Provided information:
= Beginning of Section =
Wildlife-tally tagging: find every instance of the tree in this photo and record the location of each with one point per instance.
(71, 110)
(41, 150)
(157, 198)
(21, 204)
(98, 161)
= End of Section =
Directions for this task: Without omitting anything, output the data verbatim.

Task answer:
Wildlife-tally tagging: find every instance of the tree in this photo and record the location of each with one point per instance.
(71, 110)
(41, 150)
(157, 198)
(21, 204)
(98, 161)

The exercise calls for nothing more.